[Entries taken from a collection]
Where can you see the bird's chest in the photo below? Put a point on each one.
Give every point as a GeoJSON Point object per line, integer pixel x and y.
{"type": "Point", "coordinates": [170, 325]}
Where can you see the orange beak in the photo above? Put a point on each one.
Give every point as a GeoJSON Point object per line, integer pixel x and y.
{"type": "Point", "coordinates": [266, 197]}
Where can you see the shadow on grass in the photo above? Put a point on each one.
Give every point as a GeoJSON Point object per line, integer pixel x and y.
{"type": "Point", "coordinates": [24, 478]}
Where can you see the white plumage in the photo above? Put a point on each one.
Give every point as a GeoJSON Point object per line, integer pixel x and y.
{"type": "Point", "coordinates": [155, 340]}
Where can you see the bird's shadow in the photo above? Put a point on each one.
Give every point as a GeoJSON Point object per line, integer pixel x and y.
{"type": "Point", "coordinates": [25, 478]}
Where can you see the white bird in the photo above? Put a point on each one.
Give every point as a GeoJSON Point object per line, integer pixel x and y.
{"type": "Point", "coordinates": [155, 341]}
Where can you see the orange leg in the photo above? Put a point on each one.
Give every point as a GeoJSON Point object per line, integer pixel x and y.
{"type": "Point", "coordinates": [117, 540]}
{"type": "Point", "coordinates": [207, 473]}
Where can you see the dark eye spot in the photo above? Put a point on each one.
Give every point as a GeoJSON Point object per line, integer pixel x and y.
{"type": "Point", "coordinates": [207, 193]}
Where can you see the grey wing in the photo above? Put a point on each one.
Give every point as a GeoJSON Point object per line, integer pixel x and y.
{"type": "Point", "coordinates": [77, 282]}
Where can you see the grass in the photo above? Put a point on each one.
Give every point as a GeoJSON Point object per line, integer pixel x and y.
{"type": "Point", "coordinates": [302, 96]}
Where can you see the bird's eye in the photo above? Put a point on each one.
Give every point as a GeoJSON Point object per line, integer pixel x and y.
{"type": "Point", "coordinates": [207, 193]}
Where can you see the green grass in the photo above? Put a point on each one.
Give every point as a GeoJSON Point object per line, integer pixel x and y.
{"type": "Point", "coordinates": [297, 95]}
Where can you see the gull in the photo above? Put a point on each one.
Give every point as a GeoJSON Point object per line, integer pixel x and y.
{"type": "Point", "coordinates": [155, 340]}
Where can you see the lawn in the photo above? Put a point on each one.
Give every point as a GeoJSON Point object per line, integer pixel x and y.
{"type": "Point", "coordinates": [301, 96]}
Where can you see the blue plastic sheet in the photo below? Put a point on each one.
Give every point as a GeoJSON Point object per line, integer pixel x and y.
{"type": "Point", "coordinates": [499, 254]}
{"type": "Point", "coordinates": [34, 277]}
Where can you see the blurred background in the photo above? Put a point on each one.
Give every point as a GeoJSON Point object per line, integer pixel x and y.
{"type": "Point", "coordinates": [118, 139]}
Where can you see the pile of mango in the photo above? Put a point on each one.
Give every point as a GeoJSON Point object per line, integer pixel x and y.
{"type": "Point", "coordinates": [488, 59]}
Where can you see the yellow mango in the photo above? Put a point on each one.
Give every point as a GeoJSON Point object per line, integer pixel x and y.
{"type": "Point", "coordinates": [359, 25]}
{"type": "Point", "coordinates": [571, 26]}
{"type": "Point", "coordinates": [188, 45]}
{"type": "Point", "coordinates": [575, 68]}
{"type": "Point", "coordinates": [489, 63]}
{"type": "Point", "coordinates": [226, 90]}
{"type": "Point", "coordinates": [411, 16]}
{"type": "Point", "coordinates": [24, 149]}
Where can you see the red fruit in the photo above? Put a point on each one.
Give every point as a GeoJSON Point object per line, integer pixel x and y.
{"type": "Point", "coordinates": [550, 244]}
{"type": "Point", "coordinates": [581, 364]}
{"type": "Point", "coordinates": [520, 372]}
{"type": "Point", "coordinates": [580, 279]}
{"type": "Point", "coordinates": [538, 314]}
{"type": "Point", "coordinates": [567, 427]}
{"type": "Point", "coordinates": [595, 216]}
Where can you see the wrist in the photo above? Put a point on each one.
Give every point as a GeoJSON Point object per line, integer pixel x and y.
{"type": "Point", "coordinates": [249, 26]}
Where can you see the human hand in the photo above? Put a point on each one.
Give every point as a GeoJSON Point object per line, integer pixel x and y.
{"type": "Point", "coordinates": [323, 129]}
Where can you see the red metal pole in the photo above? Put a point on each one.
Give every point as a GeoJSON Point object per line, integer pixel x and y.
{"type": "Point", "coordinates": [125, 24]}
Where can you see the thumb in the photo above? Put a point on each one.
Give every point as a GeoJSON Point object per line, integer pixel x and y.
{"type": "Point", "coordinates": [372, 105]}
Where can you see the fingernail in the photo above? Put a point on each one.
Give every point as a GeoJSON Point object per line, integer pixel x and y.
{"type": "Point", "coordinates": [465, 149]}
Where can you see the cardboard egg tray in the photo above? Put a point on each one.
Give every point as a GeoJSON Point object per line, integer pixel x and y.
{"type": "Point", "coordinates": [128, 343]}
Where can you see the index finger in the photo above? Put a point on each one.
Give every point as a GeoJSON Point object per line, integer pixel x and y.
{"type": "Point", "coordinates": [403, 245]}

The task:
Quote all the records. Keep every word exact.

Exercise result:
Where can you see the bird's chest in the photo below? Put a point on each one.
Give every point as a GeoJSON Point object per line, integer pixel x and y.
{"type": "Point", "coordinates": [170, 325]}
Where can you see the orange beak in the photo above? Put a point on each one.
Give every point as a GeoJSON Point object per line, integer pixel x and y.
{"type": "Point", "coordinates": [266, 197]}
Where can you see the shadow on grass in the photo above? Put a point on each one.
Give every point as a GeoJSON Point object per line, integer pixel x and y.
{"type": "Point", "coordinates": [24, 478]}
Where can you see the white plumage in the photo above? Put a point on each one.
Give every point as a GeoJSON Point object per line, integer pixel x and y.
{"type": "Point", "coordinates": [155, 340]}
Where can you see the bird's shadow in the photo above? Put a point on each one.
Give every point as a GeoJSON Point object per line, integer pixel x and y.
{"type": "Point", "coordinates": [25, 478]}
Where can you see the white bird in the photo above? Put a point on each one.
Give every point as a GeoJSON Point object per line, integer pixel x and y.
{"type": "Point", "coordinates": [155, 341]}
Where can you see the orange leg in the photo above? Put a point on each one.
Give every point as a GeoJSON Point object per line, integer pixel x and y.
{"type": "Point", "coordinates": [117, 540]}
{"type": "Point", "coordinates": [207, 473]}
Where can you see the dark eye spot in the photo above? Put a point on each one.
Give every point as a GeoJSON Point object per line, integer pixel x and y.
{"type": "Point", "coordinates": [207, 193]}
Where can you see the grey wing in the photo above? Put a point on each one.
Give every point as a GeoJSON Point object per line, integer pixel x and y.
{"type": "Point", "coordinates": [77, 282]}
Where can you see the grass in the photo above? Put a point on each one.
Give every point as a GeoJSON Point object per line, integer pixel x and y.
{"type": "Point", "coordinates": [302, 96]}
Where can you see the bird's eye in the photo above? Put a point on each one.
Give every point as a GeoJSON Point object per line, integer pixel x and y.
{"type": "Point", "coordinates": [207, 193]}
Where can you see the green grass in the photo above? Put a point on each one.
Give every point as a GeoJSON Point object per line, integer pixel x and y.
{"type": "Point", "coordinates": [297, 95]}
Where can you see the gull in the photo above? Put a point on each one.
Give every point as a GeoJSON Point object per line, integer pixel x and y.
{"type": "Point", "coordinates": [155, 340]}
Where can you see the lawn in the photo above? Put a point on each one.
Give every point as a GeoJSON Point object per line, integer pixel x and y.
{"type": "Point", "coordinates": [301, 96]}
Where can you see the blue plastic sheet in the photo below? Put a point on each one.
Give every point as a GeoJSON Point object per line, integer pixel x and y.
{"type": "Point", "coordinates": [499, 254]}
{"type": "Point", "coordinates": [34, 277]}
Where can you see the blurred background in the photo above? Put a point on each one.
Give every point as a GeoJSON Point object per line, integer pixel x and y.
{"type": "Point", "coordinates": [118, 139]}
Where can you see the pile of mango in the photo above? Put a point on each one.
Give every point as a GeoJSON Point object per line, integer pixel x and y.
{"type": "Point", "coordinates": [488, 59]}
Where can you see the yellow mango in the photo above? Put a point on each one.
Give every point as a GeoJSON Point object per line, integer pixel x and y.
{"type": "Point", "coordinates": [359, 25]}
{"type": "Point", "coordinates": [571, 26]}
{"type": "Point", "coordinates": [188, 45]}
{"type": "Point", "coordinates": [575, 68]}
{"type": "Point", "coordinates": [489, 63]}
{"type": "Point", "coordinates": [226, 90]}
{"type": "Point", "coordinates": [411, 16]}
{"type": "Point", "coordinates": [24, 149]}
Where can you see the red fruit in the photo above? Put a point on each one.
Give every point as a GeoJSON Point object per line, integer pixel x and y.
{"type": "Point", "coordinates": [550, 244]}
{"type": "Point", "coordinates": [581, 364]}
{"type": "Point", "coordinates": [520, 372]}
{"type": "Point", "coordinates": [580, 279]}
{"type": "Point", "coordinates": [538, 314]}
{"type": "Point", "coordinates": [567, 427]}
{"type": "Point", "coordinates": [595, 216]}
Where can you see the wrist in the photo above? Put a point on each one.
Give every point as a GeoJSON Point object per line, integer pixel x and y.
{"type": "Point", "coordinates": [249, 26]}
Where can you see the human hand in the photo above? Put a point on each one.
Give every point as a GeoJSON Point object per line, integer pixel x and y.
{"type": "Point", "coordinates": [323, 129]}
Where can you see the red metal pole in the photo above? Put a point on each one.
Give every point as a GeoJSON Point object per line, integer pixel x and y.
{"type": "Point", "coordinates": [125, 24]}
Where can you see the thumb in the photo above? Put a point on each one.
Give every point as a GeoJSON Point object per line, integer pixel x and y.
{"type": "Point", "coordinates": [372, 105]}
Where can you see the fingernail in the photo above? Put a point on each one.
Give every point as a GeoJSON Point object per line, integer pixel x and y.
{"type": "Point", "coordinates": [465, 149]}
Where can you see the cardboard egg tray in the photo above? Put a point on each one.
Give every point as a GeoJSON Point object per line, integer pixel x and y.
{"type": "Point", "coordinates": [128, 343]}
Where can you see the index finger in the photo above? Put a point on each one.
Give every point as a GeoJSON Point object per line, integer pixel x and y.
{"type": "Point", "coordinates": [403, 245]}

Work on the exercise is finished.